- **WHAT THE TASK ASKS**:
Below are the records; work out how many lines among them contain "power", and write nothing besides that number.

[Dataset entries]
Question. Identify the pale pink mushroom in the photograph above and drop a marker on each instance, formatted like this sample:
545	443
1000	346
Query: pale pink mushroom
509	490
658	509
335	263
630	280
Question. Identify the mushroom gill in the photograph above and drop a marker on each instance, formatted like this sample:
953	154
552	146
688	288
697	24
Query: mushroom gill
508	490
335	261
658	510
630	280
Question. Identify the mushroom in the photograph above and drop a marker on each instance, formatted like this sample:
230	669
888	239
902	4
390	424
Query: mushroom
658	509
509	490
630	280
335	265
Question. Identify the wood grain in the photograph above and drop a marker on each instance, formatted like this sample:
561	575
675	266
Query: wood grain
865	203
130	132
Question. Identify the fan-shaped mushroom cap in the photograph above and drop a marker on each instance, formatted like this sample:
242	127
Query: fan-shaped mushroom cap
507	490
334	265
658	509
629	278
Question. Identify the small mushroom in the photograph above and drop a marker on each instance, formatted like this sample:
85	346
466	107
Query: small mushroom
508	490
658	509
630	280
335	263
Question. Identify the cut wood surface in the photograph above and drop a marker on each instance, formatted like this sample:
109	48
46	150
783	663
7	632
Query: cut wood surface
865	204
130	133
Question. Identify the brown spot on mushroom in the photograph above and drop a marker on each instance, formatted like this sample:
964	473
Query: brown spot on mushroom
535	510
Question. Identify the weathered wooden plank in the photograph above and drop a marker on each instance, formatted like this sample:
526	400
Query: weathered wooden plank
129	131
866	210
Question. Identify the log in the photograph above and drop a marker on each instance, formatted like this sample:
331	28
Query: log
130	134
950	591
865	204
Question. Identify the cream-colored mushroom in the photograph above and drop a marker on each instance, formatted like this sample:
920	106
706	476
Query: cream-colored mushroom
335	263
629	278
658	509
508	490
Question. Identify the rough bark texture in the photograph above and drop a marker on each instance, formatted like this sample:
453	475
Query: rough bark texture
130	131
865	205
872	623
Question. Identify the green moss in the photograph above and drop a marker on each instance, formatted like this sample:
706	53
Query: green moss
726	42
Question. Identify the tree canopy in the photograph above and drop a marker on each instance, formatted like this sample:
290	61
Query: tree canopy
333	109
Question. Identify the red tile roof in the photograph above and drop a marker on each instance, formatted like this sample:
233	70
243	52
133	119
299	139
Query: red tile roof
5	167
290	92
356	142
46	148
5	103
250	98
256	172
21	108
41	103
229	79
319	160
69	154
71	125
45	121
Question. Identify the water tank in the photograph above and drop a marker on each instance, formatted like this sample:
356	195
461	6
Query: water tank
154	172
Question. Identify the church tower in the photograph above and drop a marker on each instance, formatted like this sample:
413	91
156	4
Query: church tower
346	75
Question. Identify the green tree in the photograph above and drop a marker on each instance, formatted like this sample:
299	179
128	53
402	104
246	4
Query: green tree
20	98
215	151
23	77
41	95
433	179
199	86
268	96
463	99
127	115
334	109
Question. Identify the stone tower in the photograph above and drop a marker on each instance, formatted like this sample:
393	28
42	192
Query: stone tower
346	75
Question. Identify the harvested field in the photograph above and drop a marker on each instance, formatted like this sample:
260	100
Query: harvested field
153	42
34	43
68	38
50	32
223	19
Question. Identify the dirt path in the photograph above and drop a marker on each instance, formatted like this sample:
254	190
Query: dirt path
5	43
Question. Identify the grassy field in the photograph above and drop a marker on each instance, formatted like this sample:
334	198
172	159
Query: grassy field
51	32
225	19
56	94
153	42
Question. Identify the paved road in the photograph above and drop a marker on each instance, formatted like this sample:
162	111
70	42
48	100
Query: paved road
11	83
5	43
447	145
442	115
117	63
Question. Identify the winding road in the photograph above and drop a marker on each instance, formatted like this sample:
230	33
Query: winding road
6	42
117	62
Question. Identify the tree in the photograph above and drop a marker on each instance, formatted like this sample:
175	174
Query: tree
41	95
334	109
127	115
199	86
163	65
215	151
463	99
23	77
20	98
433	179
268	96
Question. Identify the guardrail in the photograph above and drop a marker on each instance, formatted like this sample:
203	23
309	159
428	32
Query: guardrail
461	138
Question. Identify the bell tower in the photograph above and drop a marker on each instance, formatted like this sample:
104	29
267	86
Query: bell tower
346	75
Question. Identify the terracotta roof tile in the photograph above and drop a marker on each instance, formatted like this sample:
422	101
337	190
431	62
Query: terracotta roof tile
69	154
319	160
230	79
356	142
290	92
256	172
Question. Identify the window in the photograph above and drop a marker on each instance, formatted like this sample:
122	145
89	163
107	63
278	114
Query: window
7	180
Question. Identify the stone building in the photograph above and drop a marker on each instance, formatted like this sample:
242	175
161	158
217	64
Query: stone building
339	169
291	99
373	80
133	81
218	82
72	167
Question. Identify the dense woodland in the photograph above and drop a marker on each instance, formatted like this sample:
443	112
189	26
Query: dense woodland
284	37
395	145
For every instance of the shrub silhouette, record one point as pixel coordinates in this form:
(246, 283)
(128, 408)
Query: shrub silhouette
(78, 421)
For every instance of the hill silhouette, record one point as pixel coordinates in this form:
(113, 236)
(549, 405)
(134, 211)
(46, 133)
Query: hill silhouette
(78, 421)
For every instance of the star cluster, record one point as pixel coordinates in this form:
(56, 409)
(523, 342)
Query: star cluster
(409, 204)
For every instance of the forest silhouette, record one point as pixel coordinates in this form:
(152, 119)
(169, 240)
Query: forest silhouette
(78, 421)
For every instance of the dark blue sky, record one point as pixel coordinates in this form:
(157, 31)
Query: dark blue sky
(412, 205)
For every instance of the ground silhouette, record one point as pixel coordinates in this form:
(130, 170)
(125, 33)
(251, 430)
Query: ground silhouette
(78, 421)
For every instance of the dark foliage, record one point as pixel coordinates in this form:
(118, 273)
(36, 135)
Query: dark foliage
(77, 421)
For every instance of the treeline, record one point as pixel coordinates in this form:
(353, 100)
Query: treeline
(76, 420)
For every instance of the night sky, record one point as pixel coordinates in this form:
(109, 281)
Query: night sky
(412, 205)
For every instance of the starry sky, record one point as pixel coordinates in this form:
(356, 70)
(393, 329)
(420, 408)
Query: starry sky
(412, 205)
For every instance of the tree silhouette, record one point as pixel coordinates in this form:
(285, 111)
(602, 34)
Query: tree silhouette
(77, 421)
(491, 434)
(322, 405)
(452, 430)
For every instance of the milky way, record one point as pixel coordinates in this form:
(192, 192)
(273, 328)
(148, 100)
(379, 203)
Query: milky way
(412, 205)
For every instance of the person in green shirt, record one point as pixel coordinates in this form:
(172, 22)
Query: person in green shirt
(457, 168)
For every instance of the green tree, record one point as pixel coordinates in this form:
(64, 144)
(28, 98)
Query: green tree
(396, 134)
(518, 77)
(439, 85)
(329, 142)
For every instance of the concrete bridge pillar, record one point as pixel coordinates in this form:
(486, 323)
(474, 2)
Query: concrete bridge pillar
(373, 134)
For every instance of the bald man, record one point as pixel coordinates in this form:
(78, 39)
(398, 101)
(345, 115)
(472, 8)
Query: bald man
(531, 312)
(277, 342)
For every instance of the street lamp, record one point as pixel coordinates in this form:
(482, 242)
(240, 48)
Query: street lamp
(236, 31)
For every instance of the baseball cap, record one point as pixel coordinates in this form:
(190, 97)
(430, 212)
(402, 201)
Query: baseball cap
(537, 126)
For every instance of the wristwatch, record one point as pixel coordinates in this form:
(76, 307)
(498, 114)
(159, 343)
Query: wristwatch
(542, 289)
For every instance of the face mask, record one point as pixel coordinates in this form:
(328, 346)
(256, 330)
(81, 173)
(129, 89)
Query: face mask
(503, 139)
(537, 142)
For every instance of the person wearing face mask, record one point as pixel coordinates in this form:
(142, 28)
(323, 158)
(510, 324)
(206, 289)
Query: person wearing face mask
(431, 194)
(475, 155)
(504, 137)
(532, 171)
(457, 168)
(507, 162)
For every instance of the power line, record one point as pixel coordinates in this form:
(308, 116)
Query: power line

- **WRITTEN RESPONSE**:
2